Location labeling records:
────────────────────────────────────────

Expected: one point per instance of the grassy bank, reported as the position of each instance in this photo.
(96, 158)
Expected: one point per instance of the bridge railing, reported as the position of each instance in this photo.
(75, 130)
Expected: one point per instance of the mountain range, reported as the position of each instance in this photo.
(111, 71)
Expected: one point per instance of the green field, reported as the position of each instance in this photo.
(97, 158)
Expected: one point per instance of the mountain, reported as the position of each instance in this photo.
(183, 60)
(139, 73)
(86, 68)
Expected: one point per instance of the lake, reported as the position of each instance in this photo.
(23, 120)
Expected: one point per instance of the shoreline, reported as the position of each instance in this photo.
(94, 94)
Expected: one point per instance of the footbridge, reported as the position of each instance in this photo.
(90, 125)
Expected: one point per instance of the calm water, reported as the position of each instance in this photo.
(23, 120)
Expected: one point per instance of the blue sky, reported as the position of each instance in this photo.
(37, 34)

────────────────────────────────────────

## EXERCISE
Reproduce each of the items above verbatim, line for line.

## RESPONSE TO THE EXERCISE
Expected: one point per instance of the grassy bank, reported as the position of each instance in this photo.
(96, 158)
Expected: one point per instance of the bridge railing, reported as the position of each instance in this photo.
(75, 130)
Expected: one point per instance of the mountain range, reported as the position of each instance in this photo.
(111, 71)
Expected: one point per instance of the green field, reported as the position of each instance in this photo.
(97, 158)
Expected: one point per instance of the mountain, reported as the position of each instance in this photo.
(183, 60)
(139, 73)
(86, 68)
Expected: one point per instance of the lake, reported as the position of each instance in this photo.
(23, 120)
Expected: one point per instance of the shoreline, reported as the position of each instance in this photo.
(94, 94)
Expected: one point per instance of the footbridge, reported as the position of each instance in this photo.
(90, 125)
Expected: one point per instance of the calm water, reported as the position of each instance in this photo.
(23, 120)
Expected: one point per instance of the blue sky, reported as the position of each instance in this photo.
(37, 34)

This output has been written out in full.